取り組む課題:
• 1. インタビュー記事のうち、「ペロブスカイトの成功は人のつながりがなければ成し得なかった桐蔭横浜大学工学部 大学院工学研究科教授 宮坂」を含む語句で始まり「える能力が出てくるわけです。」で終わる部分を、「耐久性」を「寿命」に置き換えて書き直してください。
• 2. インタビュー記事で、太陽電池の研究において常に問われる2本柱として挙げられているものは何ですか。

提供テキスト:

====

【重要】技術情報誌『O plus E』休刊のお知らせ

ペロブスカイトの成功は人のつながりがなければ成し得なかった桐蔭横浜大学工学部 大学院工学研究科教授 宮坂 力

基礎研究は楽しむだけでは駄目

聞き手:研究・開発プロセスにおいて,自信を喪失されたり試行錯誤して苦悩された苦いご経験がありましたら,是非そのエピソードをお聞かせください。

宮坂:特に太陽電池の研究では,効率と耐久性が2本柱で常に問われます。効率というのは,太陽スペクトルに対して出てくる電力で,まず,広い太陽スペクトルをどれだけ吸収できるかという光吸収能力と,さらに,この吸収した光を電気に変える能力が出てくるわけです。
 私は太陽電池をフレキシブルフィルム化する研究では,残念なことに,この2本柱がガラス型に比べると両方とも低いのです。というのは,フィルムでつくる素材は低い温度でしか製造できませんから,製造工程が限られてくる。低温でつくるとどうしても性能が出てこないし,耐久性も低い。だから長い間,ガラス基板でつくった素子とフィルムの素子とを比較され続け,常に劣等感を抱いていました。
 ただ,企業での研究でしたから,そこでの研究は,つくるものが社会で受け入れられる用途を考えて,その用途に向けてつくり込んでいく事になります。
 例えば,ガラス型でいいものをつくっても,シリコンと比べて駄目であれば,結局出番がなくなります。ならば,急がば回れでフィルム型ならではの魅力をいかしたものを作るのだと言っています。
 ただ,これをなかなか理解してくれない。大学の先生になると理解してくれるのですが,太陽電池の研究というと,NEDOだったり国が絡んできて,国からのお達しが来るわけです。技術系の事務官が社会の動向を見ていて,常に太陽電池ではシリコンを相手にするのです。そうではないのだということを口酸っぱく言うのですが,なかなかそれを分かってくれないのです。
 それを打ち破るためにどうしたかというと,やはり口では駄目だから,実際制作したものを持ち出して見せる。
 それと太陽電池という言い方が,私はあまり好きではありません。英語では,photovoltaic deviceという表現があります。日本語にするなら,光を電気に変換する,光電変換素子という感じでしょうか。

====

表示データ:
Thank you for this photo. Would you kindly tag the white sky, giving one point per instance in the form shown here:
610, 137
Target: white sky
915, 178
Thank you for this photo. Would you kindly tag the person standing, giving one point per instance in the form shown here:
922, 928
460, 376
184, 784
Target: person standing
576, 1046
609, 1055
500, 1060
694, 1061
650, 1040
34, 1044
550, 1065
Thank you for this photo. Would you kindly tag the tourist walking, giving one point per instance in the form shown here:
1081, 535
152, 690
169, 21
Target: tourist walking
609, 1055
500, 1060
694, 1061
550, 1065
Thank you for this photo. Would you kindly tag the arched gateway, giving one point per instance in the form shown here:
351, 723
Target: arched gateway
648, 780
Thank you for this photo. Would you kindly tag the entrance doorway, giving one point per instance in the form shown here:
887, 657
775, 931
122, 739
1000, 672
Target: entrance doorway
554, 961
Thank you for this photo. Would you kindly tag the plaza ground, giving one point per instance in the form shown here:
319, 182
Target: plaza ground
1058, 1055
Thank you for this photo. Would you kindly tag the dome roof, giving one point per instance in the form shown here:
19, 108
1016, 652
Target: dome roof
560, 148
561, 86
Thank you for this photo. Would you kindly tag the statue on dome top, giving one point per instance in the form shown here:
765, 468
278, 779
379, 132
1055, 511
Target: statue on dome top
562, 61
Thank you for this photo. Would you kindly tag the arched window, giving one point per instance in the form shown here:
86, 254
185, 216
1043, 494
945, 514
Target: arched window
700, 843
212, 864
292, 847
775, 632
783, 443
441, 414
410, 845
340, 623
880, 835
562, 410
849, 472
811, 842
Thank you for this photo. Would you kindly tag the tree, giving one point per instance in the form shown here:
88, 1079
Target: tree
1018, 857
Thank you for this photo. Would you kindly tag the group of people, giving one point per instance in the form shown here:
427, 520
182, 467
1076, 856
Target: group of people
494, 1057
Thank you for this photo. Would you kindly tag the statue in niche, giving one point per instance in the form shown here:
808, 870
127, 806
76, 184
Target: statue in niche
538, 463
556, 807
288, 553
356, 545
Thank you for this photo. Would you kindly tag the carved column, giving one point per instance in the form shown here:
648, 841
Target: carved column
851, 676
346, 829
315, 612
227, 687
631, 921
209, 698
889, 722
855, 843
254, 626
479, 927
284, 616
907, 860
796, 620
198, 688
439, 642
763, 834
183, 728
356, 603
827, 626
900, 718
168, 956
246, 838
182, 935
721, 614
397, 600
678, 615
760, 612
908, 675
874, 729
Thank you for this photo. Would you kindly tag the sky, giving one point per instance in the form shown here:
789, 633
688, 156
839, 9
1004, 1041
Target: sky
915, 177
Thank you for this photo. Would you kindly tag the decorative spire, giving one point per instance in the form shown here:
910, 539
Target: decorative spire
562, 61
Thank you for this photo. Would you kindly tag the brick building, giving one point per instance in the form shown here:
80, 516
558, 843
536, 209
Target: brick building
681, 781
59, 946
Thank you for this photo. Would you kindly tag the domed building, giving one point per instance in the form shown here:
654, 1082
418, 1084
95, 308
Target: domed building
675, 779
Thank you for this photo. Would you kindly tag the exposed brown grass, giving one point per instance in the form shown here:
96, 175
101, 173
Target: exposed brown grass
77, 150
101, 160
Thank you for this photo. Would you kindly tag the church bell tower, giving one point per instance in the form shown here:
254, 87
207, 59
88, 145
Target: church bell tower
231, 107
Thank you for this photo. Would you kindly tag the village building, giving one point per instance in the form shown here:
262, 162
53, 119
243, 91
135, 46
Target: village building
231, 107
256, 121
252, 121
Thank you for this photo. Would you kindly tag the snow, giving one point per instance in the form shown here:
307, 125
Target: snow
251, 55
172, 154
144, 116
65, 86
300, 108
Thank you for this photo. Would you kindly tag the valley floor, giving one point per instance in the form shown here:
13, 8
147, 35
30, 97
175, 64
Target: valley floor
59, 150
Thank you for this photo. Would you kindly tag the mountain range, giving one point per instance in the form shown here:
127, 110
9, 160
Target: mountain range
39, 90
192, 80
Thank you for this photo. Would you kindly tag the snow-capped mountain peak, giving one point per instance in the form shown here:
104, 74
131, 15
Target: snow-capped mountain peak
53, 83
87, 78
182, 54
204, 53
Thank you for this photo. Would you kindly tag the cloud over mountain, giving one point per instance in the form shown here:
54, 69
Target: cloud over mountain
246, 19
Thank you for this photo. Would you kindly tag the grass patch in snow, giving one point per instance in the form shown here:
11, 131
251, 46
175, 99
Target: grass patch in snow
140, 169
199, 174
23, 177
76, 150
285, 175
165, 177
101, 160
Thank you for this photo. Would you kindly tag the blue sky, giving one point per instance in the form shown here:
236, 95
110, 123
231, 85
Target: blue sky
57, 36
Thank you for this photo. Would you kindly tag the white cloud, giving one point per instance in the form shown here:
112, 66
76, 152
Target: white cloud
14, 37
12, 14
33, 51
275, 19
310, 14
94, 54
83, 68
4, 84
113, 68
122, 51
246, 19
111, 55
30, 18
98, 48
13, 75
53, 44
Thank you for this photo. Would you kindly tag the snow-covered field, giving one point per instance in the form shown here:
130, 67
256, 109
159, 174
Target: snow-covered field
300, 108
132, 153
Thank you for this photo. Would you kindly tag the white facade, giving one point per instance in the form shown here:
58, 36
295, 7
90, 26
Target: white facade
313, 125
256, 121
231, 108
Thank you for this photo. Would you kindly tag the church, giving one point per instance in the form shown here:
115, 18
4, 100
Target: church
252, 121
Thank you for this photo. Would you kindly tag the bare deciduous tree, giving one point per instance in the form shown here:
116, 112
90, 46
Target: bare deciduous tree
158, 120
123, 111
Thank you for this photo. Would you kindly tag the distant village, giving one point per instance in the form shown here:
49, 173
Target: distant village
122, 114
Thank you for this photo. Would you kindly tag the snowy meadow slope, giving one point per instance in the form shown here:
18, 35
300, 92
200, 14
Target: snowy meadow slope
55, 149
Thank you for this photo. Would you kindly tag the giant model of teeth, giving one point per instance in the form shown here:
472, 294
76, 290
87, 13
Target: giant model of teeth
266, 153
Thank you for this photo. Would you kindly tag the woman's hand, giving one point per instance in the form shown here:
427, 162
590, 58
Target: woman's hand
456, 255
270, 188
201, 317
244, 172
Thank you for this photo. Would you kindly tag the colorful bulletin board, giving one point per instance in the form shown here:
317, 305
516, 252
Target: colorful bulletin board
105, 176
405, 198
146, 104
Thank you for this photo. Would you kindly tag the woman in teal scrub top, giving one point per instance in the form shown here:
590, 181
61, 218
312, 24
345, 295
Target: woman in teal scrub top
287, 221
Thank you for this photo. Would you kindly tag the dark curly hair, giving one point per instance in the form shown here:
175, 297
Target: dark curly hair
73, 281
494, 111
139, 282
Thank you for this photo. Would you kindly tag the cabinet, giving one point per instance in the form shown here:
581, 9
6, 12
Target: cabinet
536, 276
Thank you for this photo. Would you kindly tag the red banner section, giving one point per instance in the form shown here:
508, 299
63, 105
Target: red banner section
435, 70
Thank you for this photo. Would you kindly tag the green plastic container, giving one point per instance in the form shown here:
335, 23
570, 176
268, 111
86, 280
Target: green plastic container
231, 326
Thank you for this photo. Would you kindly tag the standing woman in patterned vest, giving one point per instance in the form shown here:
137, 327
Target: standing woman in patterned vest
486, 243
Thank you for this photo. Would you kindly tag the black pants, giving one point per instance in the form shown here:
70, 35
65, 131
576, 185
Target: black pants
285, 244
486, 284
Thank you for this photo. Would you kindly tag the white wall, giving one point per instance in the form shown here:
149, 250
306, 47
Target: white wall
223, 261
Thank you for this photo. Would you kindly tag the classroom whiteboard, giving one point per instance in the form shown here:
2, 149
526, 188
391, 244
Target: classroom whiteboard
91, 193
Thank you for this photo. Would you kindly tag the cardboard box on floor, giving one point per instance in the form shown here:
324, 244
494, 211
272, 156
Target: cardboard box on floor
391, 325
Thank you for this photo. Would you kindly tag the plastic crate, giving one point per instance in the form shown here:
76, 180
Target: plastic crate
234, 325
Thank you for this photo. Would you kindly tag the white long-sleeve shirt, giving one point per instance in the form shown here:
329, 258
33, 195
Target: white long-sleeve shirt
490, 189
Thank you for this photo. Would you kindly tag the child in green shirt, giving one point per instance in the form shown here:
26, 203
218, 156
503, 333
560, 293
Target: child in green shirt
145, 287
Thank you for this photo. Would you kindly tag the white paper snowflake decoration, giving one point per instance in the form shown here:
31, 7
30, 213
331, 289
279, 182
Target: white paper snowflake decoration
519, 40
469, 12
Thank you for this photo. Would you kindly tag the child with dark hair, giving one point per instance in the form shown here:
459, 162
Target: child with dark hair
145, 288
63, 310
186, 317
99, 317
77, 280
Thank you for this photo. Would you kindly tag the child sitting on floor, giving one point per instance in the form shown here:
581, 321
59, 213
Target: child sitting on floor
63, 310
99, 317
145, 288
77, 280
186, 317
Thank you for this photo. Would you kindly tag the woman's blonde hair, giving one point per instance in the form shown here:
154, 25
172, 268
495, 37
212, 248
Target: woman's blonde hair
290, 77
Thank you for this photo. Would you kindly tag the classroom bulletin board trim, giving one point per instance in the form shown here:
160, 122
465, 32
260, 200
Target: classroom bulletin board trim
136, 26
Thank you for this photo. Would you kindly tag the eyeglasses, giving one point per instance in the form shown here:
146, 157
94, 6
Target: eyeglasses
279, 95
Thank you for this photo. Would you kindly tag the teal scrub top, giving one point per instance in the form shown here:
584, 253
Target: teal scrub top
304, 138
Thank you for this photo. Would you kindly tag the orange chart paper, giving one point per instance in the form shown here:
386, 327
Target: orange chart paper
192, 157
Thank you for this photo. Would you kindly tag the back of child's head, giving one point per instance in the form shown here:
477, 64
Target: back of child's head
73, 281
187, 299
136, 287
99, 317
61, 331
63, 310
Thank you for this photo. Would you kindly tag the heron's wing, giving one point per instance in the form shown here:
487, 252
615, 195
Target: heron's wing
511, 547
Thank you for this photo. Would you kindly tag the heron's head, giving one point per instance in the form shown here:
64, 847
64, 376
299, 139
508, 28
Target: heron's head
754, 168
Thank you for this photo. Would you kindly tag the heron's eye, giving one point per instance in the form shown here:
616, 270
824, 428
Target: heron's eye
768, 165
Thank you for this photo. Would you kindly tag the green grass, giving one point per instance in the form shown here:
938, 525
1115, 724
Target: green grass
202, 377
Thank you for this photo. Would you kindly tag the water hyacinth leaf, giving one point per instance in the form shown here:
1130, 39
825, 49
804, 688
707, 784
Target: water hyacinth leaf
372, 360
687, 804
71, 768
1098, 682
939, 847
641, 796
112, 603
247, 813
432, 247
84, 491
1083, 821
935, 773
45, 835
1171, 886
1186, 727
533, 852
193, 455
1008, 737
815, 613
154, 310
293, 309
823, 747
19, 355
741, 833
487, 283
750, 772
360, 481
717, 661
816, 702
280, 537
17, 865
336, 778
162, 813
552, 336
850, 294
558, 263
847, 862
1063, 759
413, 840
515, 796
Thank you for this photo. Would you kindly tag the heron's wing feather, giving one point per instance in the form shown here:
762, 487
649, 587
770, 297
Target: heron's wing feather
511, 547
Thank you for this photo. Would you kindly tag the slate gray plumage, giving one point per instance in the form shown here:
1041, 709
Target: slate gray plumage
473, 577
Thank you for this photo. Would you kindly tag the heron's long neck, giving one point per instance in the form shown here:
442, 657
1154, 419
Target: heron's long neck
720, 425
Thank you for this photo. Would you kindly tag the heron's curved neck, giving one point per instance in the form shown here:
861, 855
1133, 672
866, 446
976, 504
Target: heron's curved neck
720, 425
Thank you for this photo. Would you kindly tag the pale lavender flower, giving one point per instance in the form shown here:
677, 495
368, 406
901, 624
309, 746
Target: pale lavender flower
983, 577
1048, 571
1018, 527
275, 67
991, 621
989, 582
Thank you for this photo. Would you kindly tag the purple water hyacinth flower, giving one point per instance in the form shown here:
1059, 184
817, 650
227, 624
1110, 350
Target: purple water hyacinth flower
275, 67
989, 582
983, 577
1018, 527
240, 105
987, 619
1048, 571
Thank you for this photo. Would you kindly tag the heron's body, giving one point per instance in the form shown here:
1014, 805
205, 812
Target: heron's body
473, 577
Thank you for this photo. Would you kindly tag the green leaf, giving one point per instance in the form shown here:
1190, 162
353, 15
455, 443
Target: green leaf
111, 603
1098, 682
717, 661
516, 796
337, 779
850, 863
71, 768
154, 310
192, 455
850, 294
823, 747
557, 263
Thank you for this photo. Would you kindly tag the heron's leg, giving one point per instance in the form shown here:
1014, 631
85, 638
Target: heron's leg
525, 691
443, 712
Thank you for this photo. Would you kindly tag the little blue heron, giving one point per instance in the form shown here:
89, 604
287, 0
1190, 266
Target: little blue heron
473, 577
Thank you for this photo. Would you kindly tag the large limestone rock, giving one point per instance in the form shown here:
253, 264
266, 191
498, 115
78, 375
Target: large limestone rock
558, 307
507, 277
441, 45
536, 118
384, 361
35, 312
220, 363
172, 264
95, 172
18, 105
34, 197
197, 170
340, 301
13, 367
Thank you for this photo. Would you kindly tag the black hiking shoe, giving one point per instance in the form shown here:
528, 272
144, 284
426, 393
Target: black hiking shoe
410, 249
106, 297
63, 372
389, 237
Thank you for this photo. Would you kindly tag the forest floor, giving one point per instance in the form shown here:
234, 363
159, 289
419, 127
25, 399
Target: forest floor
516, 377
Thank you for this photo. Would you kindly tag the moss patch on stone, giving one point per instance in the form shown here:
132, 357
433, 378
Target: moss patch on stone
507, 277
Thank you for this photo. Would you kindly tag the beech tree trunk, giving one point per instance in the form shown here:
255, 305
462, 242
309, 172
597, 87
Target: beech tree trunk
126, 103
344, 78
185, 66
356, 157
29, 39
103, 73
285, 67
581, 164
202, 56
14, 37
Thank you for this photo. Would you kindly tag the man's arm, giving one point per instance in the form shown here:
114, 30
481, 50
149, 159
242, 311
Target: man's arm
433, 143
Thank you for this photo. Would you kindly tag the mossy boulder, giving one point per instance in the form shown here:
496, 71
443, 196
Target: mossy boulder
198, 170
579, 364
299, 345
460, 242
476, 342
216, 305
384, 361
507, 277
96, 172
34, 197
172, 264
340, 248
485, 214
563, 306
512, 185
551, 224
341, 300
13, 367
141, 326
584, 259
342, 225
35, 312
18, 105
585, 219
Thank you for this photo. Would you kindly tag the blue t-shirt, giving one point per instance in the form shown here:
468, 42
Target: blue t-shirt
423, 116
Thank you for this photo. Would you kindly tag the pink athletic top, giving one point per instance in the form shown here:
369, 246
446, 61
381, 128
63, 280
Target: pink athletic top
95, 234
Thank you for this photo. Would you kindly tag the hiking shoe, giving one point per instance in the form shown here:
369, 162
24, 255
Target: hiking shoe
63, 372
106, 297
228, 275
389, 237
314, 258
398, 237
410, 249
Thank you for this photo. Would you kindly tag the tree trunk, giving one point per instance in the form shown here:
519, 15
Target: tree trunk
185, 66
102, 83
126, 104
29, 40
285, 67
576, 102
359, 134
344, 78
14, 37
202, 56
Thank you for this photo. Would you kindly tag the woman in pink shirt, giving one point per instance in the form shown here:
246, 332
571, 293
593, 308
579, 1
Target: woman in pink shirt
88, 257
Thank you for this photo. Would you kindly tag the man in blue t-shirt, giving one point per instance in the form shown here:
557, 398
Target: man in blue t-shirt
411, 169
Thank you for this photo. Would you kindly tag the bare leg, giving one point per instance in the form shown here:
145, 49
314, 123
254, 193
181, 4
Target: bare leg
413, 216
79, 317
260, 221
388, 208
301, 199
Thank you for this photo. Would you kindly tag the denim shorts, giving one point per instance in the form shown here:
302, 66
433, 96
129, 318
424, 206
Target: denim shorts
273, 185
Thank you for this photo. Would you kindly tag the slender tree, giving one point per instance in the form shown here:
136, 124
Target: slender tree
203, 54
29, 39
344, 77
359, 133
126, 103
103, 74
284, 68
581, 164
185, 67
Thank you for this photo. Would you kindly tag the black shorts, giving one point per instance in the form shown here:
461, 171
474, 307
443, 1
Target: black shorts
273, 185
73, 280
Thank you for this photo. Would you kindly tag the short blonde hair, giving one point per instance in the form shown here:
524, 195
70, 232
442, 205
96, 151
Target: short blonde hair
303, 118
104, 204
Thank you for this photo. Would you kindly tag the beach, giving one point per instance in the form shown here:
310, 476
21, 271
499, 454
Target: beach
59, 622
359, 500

====

正しい答え:
• 1.
ペロブスカイトの成功は人のつながりがなければ成し得なかった桐蔭横浜大学工学部 大学院工学研究科教授 宮坂 力

基礎研究は楽しむだけでは駄目

聞き手:研究・開発プロセスにおいて,自信を喪失されたり試行錯誤して苦悩された苦いご経験がありましたら,是非そのエピソードをお聞かせください。

宮坂:特に太陽電池の研究では,効率と寿命が2本柱で常に問われます。効率というのは,太陽スペクトルに対して出てくる電力で,まず,広い太陽スペクトルをどれだけ吸収できるかという光吸収能力と,さらに,この吸収した光を電気に変える能力が出てくるわけです。

• 2. 効率と耐久性です。